#### Written exercise 1
According to the article on the artist Sarah Morris, what award did she receive in 2001?

#### Document text
Sarah Morris (born 20 June 1967 in Sevenoaks, Kent, England) is an American and British artist. She lives in New York City in the United States.

Personal life and education

Morris was born in Sevenoaks, Kent, in south-east England, on 20 June 1967. She attended Brown University from 1985 to 1989, Cambridge University, and the Independent Study Program of the Whitney Museum of American Art in 1989–90. She was a Berlin Prize fellow at the American Academy in Berlin in 1999–2000; in 2001 she received a Joan Mitchell Foundation painting award. She was married to Liam Gillick.

Work 

Morris works in both painting and film, and considers the two to be interconnected.

From about 1997 her paintings were geometric Modernist grid designs with flat planes of colour; a related series was of glass-faced skyscrapers with geometric landscape designs reflected in their façades. Among her earlier painting styles were screen-prints reminiscent of Andy Warhol, word-paintings, and paintings of shoes.

Morris' films have been characterized as portraits that focus on the psychology of individuals or cities. Her films about cities, like Midtown, Chicago, Los Angeles, and Rio depict urban scenes, capturing the architecture, politics, industry and leisure which define a specific place. Other films describe a place through the viewpoint of an individual, like psychologist Dr. George Sieber describing the terrorist event at the Olympic Stadium in Munich in the film 1972 or the industry politics of Hollywood from the viewpoint of screenwriter and producer in the eponymous film Robert Towne.

#### Records shown
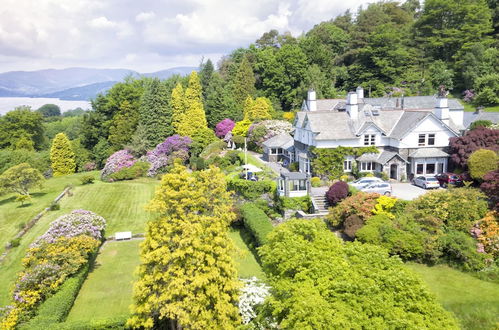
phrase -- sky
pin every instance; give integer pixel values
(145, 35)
--
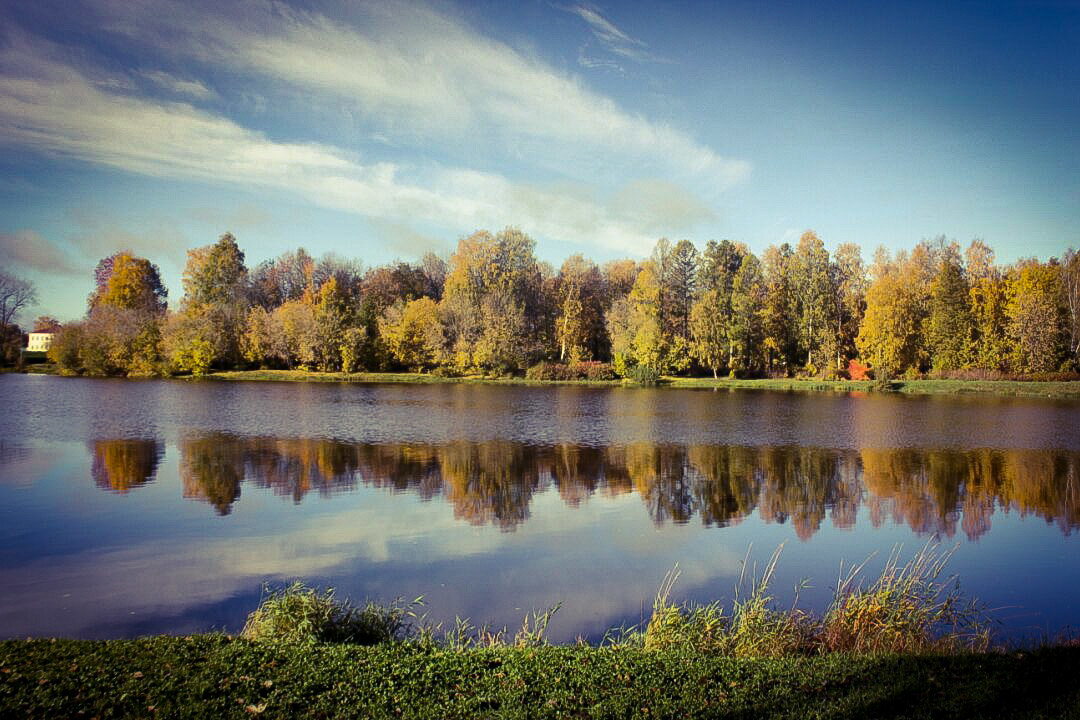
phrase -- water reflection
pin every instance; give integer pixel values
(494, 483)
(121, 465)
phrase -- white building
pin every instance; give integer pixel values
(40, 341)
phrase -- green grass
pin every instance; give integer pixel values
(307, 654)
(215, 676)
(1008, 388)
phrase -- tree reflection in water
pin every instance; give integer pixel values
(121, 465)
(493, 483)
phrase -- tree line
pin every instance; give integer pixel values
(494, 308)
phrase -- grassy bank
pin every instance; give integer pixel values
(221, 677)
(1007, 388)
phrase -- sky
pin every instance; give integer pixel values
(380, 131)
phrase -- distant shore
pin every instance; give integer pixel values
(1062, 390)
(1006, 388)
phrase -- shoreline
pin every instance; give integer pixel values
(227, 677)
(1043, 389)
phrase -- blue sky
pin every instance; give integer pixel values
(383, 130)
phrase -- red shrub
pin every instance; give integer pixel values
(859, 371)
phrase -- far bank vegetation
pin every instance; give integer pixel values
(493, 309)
==
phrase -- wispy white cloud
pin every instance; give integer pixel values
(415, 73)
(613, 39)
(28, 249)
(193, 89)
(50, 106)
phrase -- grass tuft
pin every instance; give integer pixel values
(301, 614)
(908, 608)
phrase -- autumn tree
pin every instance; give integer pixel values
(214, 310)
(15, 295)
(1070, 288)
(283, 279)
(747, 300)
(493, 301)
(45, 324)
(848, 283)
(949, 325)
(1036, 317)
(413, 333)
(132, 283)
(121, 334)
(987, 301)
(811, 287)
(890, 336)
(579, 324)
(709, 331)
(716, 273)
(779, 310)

#### Written exercise 2
Find every line in the listing that contains the word "tree" and copy each of those lines.

#### Full solution 1
A Joan Mitchell Foundation painting award.

#### Full solution 2
phrase -- tree reflection in water
phrase -- tree line
phrase -- autumn tree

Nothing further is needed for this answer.